What this task involves:
Which of the lines below contain the string "with"? Filter them out and copy each one, counting uppercase and lowercase as different.

Records provided:
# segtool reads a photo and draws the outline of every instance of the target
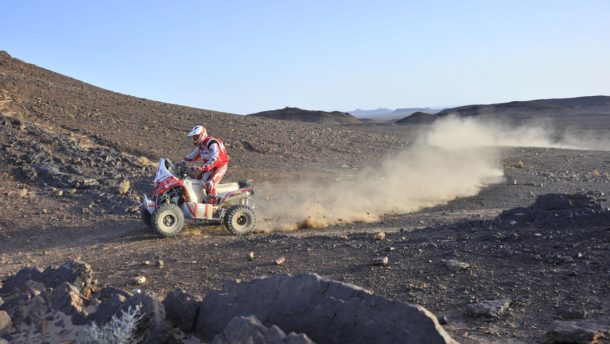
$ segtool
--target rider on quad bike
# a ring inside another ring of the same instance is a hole
[[[206,192],[207,193],[206,202],[216,204],[219,200],[216,194],[216,185],[226,172],[227,163],[229,162],[224,145],[220,139],[208,136],[206,128],[201,125],[193,128],[187,137],[193,137],[193,144],[196,148],[192,153],[185,156],[182,161],[196,161],[203,159],[203,165],[191,167],[188,174],[205,183]]]

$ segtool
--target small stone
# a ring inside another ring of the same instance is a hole
[[[556,321],[548,331],[553,343],[606,343],[610,339],[608,323],[595,320]]]
[[[470,266],[470,265],[468,263],[462,263],[461,262],[458,262],[455,259],[450,259],[449,260],[447,260],[445,263],[445,265],[454,271],[459,271]]]
[[[385,265],[387,264],[387,257],[378,257],[371,261],[373,265]]]
[[[439,317],[436,318],[439,321],[439,325],[446,325],[449,323],[449,320],[447,319],[447,317]]]
[[[570,257],[569,255],[562,255],[559,257],[559,260],[562,263],[573,263],[574,258]]]
[[[373,236],[373,240],[383,240],[386,238],[386,233],[380,232]]]
[[[0,335],[8,334],[14,329],[10,317],[6,312],[0,310]]]

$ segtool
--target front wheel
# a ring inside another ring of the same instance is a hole
[[[157,207],[151,216],[151,224],[163,236],[175,236],[184,226],[184,214],[173,203],[164,203]]]
[[[224,226],[235,235],[245,235],[254,227],[254,211],[247,205],[238,204],[229,208],[224,215]]]

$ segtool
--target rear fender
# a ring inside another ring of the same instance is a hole
[[[243,188],[243,189],[240,189],[239,190],[231,191],[231,192],[227,192],[226,194],[224,194],[224,196],[223,196],[223,198],[220,199],[220,204],[224,203],[224,201],[226,201],[229,197],[230,197],[233,195],[243,194],[248,191],[252,191],[252,193],[253,194],[254,193],[254,188]]]
[[[152,192],[152,197],[157,195],[162,195],[167,192],[168,190],[175,187],[177,185],[179,185],[184,192],[184,185],[182,184],[182,181],[178,179],[173,176],[166,178],[165,179],[162,180],[157,185],[157,186],[154,189],[154,191]]]

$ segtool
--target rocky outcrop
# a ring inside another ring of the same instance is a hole
[[[78,260],[9,277],[0,290],[0,335],[81,340],[93,322],[101,326],[140,307],[136,335],[145,343],[178,342],[173,326],[218,344],[456,343],[420,306],[312,273],[229,280],[203,299],[176,288],[163,302],[151,291],[112,287],[92,296],[92,277],[90,267]]]
[[[223,333],[214,338],[212,344],[315,344],[305,334],[290,332],[288,335],[279,328],[265,327],[256,317],[235,317],[224,328]]]
[[[584,194],[547,194],[538,196],[529,207],[504,210],[493,220],[465,219],[453,227],[502,229],[533,223],[545,228],[605,225],[610,224],[610,210],[602,205],[606,200],[599,196]]]
[[[303,110],[298,108],[288,106],[284,109],[263,111],[248,115],[295,122],[308,122],[318,124],[337,125],[362,123],[361,120],[347,112],[340,111],[328,112],[326,111]]]
[[[455,343],[422,306],[309,273],[226,282],[204,299],[196,331],[213,338],[234,317],[253,315],[319,343]]]
[[[201,298],[176,288],[163,300],[165,313],[174,326],[185,332],[195,332]]]
[[[68,283],[77,293],[91,296],[95,288],[92,284],[93,272],[91,266],[78,260],[70,260],[59,267],[49,266],[44,271],[37,267],[26,268],[18,274],[9,277],[0,288],[0,296],[28,291],[34,284],[41,288],[55,288]],[[27,290],[23,290],[23,288]]]

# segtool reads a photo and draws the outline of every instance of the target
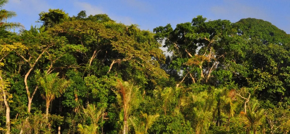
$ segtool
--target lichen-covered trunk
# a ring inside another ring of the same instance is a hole
[[[58,132],[57,133],[58,134],[60,134],[60,126],[58,126]]]
[[[3,94],[3,99],[6,108],[6,134],[9,134],[10,133],[10,108],[8,105],[8,103],[6,99],[6,94],[5,91],[3,89],[2,93]]]

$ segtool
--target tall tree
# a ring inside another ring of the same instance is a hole
[[[4,102],[6,108],[6,131],[5,133],[9,134],[10,133],[10,108],[9,107],[9,99],[10,96],[8,91],[10,83],[7,80],[3,79],[2,72],[0,70],[0,90],[1,95],[1,99]]]

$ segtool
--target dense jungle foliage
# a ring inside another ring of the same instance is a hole
[[[39,15],[15,33],[0,11],[1,133],[289,133],[290,35],[269,22]]]

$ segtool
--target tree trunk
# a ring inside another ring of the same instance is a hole
[[[30,110],[31,107],[31,103],[32,102],[32,99],[31,99],[29,97],[28,98],[28,105],[27,106],[27,112],[30,113]]]
[[[123,129],[123,134],[126,134],[126,124],[127,124],[127,120],[125,120],[125,119],[124,120],[124,127]]]
[[[219,106],[217,107],[217,120],[216,125],[219,127],[220,123],[220,108]]]
[[[45,112],[46,117],[46,119],[48,119],[48,109],[49,107],[49,101],[46,101],[46,110]]]
[[[6,94],[4,89],[2,89],[2,93],[3,93],[3,101],[6,108],[6,134],[9,134],[10,133],[10,108],[9,107],[8,102],[6,99]]]
[[[60,134],[60,126],[58,126],[58,134]]]
[[[244,108],[245,108],[245,114],[246,114],[246,103],[247,103],[246,102],[246,101],[245,102],[245,107],[244,107]]]

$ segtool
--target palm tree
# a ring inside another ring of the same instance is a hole
[[[259,103],[257,100],[252,100],[250,101],[246,113],[242,112],[241,112],[241,114],[246,118],[246,120],[253,130],[254,134],[255,134],[257,127],[265,118],[264,109],[259,109]]]
[[[141,111],[139,119],[132,117],[129,118],[129,120],[130,124],[134,128],[135,134],[145,134],[147,133],[148,129],[152,126],[159,116],[159,115],[158,114],[148,115]]]
[[[99,120],[105,115],[104,112],[106,106],[103,105],[97,109],[95,105],[89,104],[88,107],[84,109],[84,113],[86,116],[91,119],[91,124],[90,126],[85,125],[83,126],[81,124],[78,125],[78,130],[82,134],[95,134],[97,133],[99,129],[98,122]]]
[[[124,120],[123,134],[128,131],[127,120],[132,110],[139,104],[137,98],[139,88],[127,82],[117,80],[115,86],[117,90],[115,91],[118,104],[122,109]]]
[[[172,103],[178,97],[180,88],[177,88],[175,90],[171,87],[166,87],[163,89],[160,87],[153,91],[153,94],[155,97],[160,98],[163,101],[162,107],[164,111],[164,115],[169,109],[170,103]]]
[[[233,90],[230,90],[224,87],[217,89],[216,91],[217,103],[216,110],[217,111],[217,118],[216,124],[217,126],[220,126],[221,123],[221,111],[224,110],[227,113],[229,119],[230,117],[233,116],[238,103],[235,101],[236,99],[235,92]],[[213,113],[214,115],[215,113]]]
[[[8,0],[0,0],[0,30],[9,30],[15,28],[23,28],[24,27],[18,22],[7,22],[7,20],[16,16],[16,14],[13,11],[2,9],[5,4],[8,3]]]
[[[48,74],[44,71],[43,74],[42,74],[39,70],[36,70],[35,72],[37,82],[43,89],[41,95],[46,101],[46,114],[47,119],[50,102],[55,98],[60,97],[69,86],[70,82],[63,78],[59,78],[58,76],[58,73]]]
[[[216,93],[206,91],[198,94],[190,93],[187,104],[194,106],[193,112],[195,115],[194,126],[196,134],[204,133],[209,127],[212,117],[213,108],[216,105]]]

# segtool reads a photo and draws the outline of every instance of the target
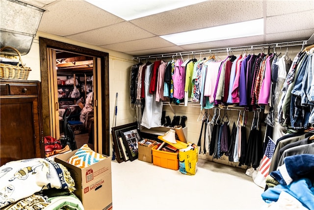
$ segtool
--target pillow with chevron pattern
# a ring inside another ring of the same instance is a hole
[[[105,158],[106,157],[95,152],[85,144],[67,162],[78,168],[84,168]]]

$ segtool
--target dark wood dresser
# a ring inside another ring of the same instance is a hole
[[[44,157],[40,82],[0,80],[0,165]]]

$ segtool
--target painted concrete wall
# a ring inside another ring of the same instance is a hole
[[[100,51],[105,52],[109,53],[109,88],[110,88],[110,123],[111,127],[113,124],[113,119],[114,110],[114,105],[116,98],[116,93],[118,93],[117,103],[117,116],[116,125],[121,125],[134,121],[135,112],[130,104],[129,96],[129,79],[131,67],[137,62],[137,61],[132,60],[131,56],[109,50],[105,49],[94,45],[87,44],[84,43],[78,42],[73,40],[64,38],[62,37],[57,36],[54,35],[46,34],[39,31],[37,35],[34,40],[31,49],[29,53],[22,57],[23,62],[26,63],[26,66],[31,67],[32,71],[29,74],[28,80],[40,81],[40,63],[39,56],[39,37],[53,39],[61,42],[66,42],[71,44],[78,45],[88,48],[93,49]],[[299,49],[293,50],[291,55],[291,60],[296,54]],[[207,55],[203,55],[203,57]],[[227,55],[220,54],[219,57],[221,58],[225,58]],[[170,59],[171,58],[169,58]],[[185,58],[184,58],[185,59]],[[174,113],[172,109],[174,111]],[[187,126],[187,140],[188,141],[197,143],[200,136],[202,121],[200,120],[200,108],[197,105],[190,103],[187,107],[180,106],[172,106],[170,107],[169,105],[164,105],[164,110],[166,111],[166,115],[169,116],[171,120],[174,115],[185,116],[187,117],[186,124]],[[212,110],[210,111],[212,115]],[[221,115],[223,115],[222,111]],[[253,113],[246,112],[247,113],[247,137],[250,131],[250,127],[253,118]],[[228,111],[227,114],[229,116],[229,119],[231,120],[236,121],[238,115],[238,111]],[[232,123],[230,123],[232,127]],[[265,127],[262,127],[262,134],[264,135]],[[108,137],[112,139],[112,137]],[[112,144],[110,144],[112,145]],[[110,150],[112,151],[112,149]],[[111,152],[110,152],[110,154]],[[233,162],[229,162],[228,157],[223,156],[220,159],[212,159],[212,157],[209,156],[208,154],[200,155],[200,158],[213,160],[215,162],[222,163],[225,164],[237,166],[237,164]]]

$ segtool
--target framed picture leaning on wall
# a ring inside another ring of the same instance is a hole
[[[124,161],[127,161],[129,160],[129,155],[123,143],[123,140],[122,139],[120,131],[132,130],[136,129],[137,126],[137,123],[134,122],[111,128],[113,143],[113,149],[114,150],[117,161],[119,163]]]
[[[137,125],[129,129],[122,129],[120,133],[130,160],[132,161],[137,159],[138,142],[141,140],[141,138]]]

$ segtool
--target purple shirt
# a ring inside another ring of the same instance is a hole
[[[239,105],[246,106],[246,67],[247,61],[251,58],[251,55],[247,56],[242,61],[240,72],[240,81],[239,82],[239,93],[240,102]]]

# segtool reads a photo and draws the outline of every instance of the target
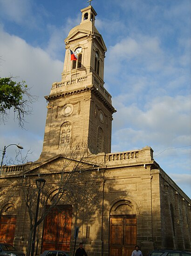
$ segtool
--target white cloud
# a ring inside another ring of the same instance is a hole
[[[29,155],[28,161],[35,161],[41,153],[45,126],[47,103],[44,96],[48,95],[52,83],[61,79],[63,62],[52,59],[45,51],[9,35],[2,28],[0,37],[4,38],[0,41],[0,56],[4,60],[1,63],[0,76],[19,76],[20,80],[25,80],[32,88],[31,94],[39,97],[38,101],[33,104],[33,114],[26,117],[28,123],[26,124],[26,130],[18,127],[13,116],[6,125],[1,124],[1,146],[13,143],[22,144],[24,155],[30,150],[33,153]]]

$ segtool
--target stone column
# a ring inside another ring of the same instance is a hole
[[[185,249],[184,242],[183,237],[183,219],[180,212],[179,205],[179,196],[177,191],[175,192],[175,240],[177,249],[184,250]]]
[[[152,238],[152,202],[150,174],[142,176],[143,191],[143,237],[141,250],[145,255],[154,249]]]

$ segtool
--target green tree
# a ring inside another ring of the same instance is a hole
[[[25,116],[31,114],[32,103],[36,97],[30,94],[25,81],[16,82],[13,79],[12,76],[0,78],[0,121],[5,123],[13,109],[14,119],[23,128]]]

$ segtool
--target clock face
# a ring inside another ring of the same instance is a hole
[[[65,117],[69,116],[73,111],[73,106],[71,104],[68,104],[63,108],[62,114]]]
[[[81,52],[82,50],[82,47],[78,47],[76,49],[75,49],[75,54],[79,54],[80,52]]]

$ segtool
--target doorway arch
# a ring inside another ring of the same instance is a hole
[[[121,198],[109,212],[109,256],[130,256],[136,244],[136,204]]]

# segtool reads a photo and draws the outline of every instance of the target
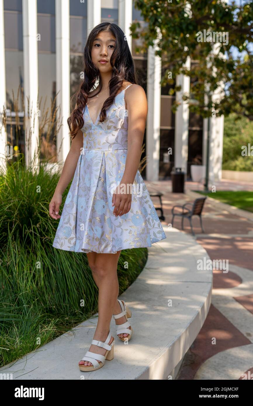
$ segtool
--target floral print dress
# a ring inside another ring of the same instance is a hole
[[[166,238],[138,170],[129,212],[113,214],[112,192],[124,173],[128,153],[128,112],[125,91],[117,95],[106,120],[95,123],[87,105],[83,110],[83,145],[53,244],[75,252],[115,254],[151,247]]]

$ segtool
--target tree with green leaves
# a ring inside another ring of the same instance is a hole
[[[142,40],[136,52],[156,45],[164,72],[162,86],[173,84],[181,73],[192,78],[190,94],[183,99],[190,111],[203,118],[234,112],[253,120],[253,3],[243,2],[135,2],[145,22],[130,26],[132,37]],[[193,63],[190,69],[185,66],[188,56]],[[170,94],[180,90],[175,86]],[[220,97],[215,98],[218,92]],[[173,112],[177,106],[175,101]]]

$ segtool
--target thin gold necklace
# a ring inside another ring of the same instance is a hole
[[[96,95],[96,97],[98,97],[99,95],[102,95],[102,94],[103,94],[103,93],[104,93],[105,92],[106,92],[107,90],[108,90],[108,89],[109,89],[109,87],[108,87],[107,89],[106,89],[106,90],[105,90],[104,91],[102,92],[102,93],[99,93],[98,95]],[[90,99],[91,98],[88,97],[88,99]],[[87,103],[87,104],[88,104],[88,103]]]
[[[97,95],[96,97],[98,97],[99,95],[102,95],[103,93],[104,93],[104,92],[106,92],[107,90],[108,90],[108,89],[109,88],[108,87],[106,90],[105,90],[104,92],[102,92],[102,93],[99,93],[98,95]]]

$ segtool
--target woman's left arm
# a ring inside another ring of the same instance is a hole
[[[125,171],[117,192],[113,194],[112,205],[115,216],[128,213],[131,208],[131,193],[119,192],[121,185],[132,185],[140,164],[141,149],[147,115],[147,101],[145,91],[138,84],[134,84],[128,89],[125,95],[128,112],[128,153]],[[127,190],[128,189],[127,189]]]

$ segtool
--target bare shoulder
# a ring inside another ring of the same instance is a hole
[[[147,106],[147,101],[145,91],[139,84],[133,83],[125,92],[125,99],[128,106],[135,108],[138,104],[144,107]]]

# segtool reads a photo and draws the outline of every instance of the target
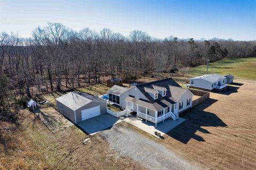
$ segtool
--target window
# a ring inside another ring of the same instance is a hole
[[[160,116],[164,114],[164,109],[157,111],[157,116]]]
[[[118,96],[118,95],[116,96],[116,103],[117,104],[119,104],[120,102],[119,102],[119,96]]]
[[[183,102],[182,103],[179,103],[179,110],[182,109],[183,108]]]
[[[163,96],[165,96],[166,95],[166,91],[163,92]]]
[[[189,104],[190,104],[190,99],[189,99],[189,100],[187,99],[187,106],[189,106]]]
[[[115,94],[112,94],[112,101],[114,103],[116,103],[116,95]]]
[[[108,100],[111,102],[113,101],[112,94],[108,94]]]
[[[157,99],[158,96],[158,94],[155,93],[155,99]]]

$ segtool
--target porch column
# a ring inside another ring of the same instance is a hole
[[[146,108],[146,123],[147,123],[147,115],[148,115],[148,108]]]
[[[137,114],[136,114],[138,119],[138,112],[139,111],[139,105],[137,105]]]
[[[156,127],[156,124],[157,124],[157,111],[156,111],[155,112],[155,119],[156,119],[156,125],[155,125],[155,127]]]
[[[164,123],[164,115],[165,114],[165,108],[164,108],[164,120],[163,120],[163,123]]]

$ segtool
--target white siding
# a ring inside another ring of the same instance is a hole
[[[136,87],[136,86],[133,86],[131,88],[129,88],[127,91],[124,93],[120,94],[120,106],[121,108],[124,109],[126,107],[127,102],[125,101],[125,99],[129,96],[129,95],[134,96],[136,99],[142,99],[144,100],[148,100],[148,99],[145,97],[145,96],[139,91],[139,89]],[[137,107],[135,104],[134,105],[134,111],[137,110]]]
[[[193,80],[194,83],[191,84],[191,82]],[[210,82],[206,81],[201,78],[191,78],[190,80],[190,86],[196,87],[199,88],[203,88],[205,89],[212,90],[212,83]]]
[[[193,97],[193,94],[191,93],[189,91],[187,91],[184,94],[182,95],[181,98],[180,98],[179,102],[177,103],[177,109],[178,109],[178,112],[181,112],[188,108],[191,108],[192,107],[192,98]],[[187,106],[187,100],[189,100],[190,99],[190,104]],[[181,109],[179,109],[179,103],[182,103],[183,101],[183,107]]]

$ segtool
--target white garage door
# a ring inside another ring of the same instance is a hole
[[[81,111],[82,120],[84,120],[100,115],[100,107],[99,106],[83,110]]]

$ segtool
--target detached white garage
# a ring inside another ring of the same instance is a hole
[[[85,93],[70,92],[56,99],[58,110],[75,124],[107,113],[107,102]]]

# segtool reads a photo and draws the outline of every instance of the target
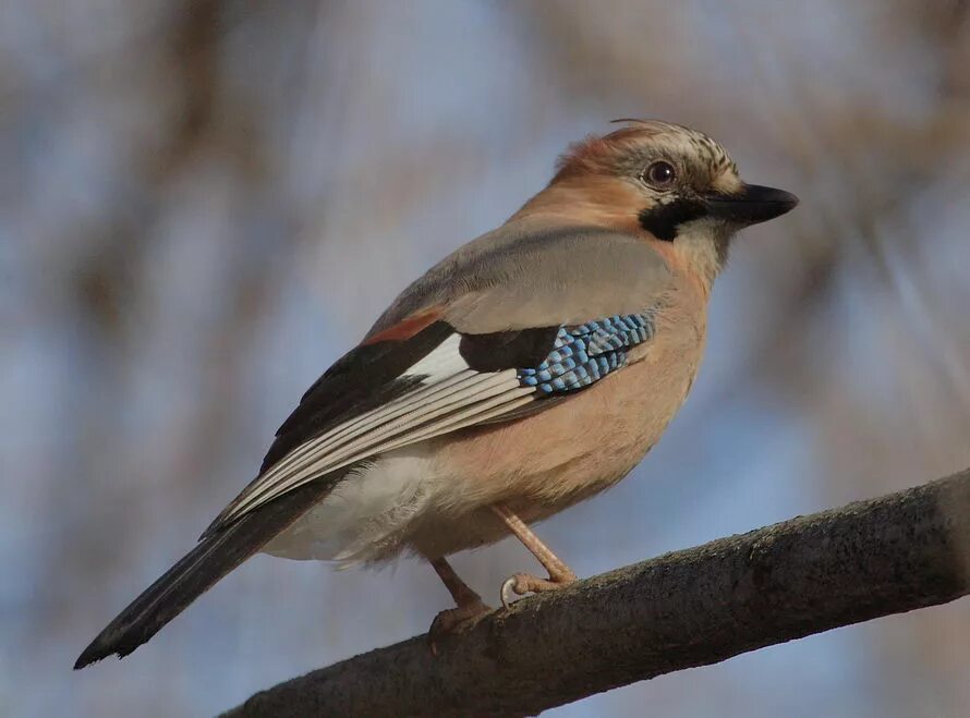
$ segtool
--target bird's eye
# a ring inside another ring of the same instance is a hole
[[[677,171],[670,162],[653,162],[641,175],[643,181],[657,190],[666,190],[677,179]]]

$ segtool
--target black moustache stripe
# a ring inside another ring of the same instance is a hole
[[[640,212],[640,226],[658,240],[672,242],[678,228],[707,214],[704,203],[681,197],[666,205],[655,205]]]

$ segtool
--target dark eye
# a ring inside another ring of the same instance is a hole
[[[677,171],[670,162],[660,160],[653,162],[643,171],[642,179],[652,187],[664,190],[674,184],[677,179]]]

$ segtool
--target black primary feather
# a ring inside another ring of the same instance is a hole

Answer to the exercise:
--target pillow with chevron pattern
--target tree with green leaves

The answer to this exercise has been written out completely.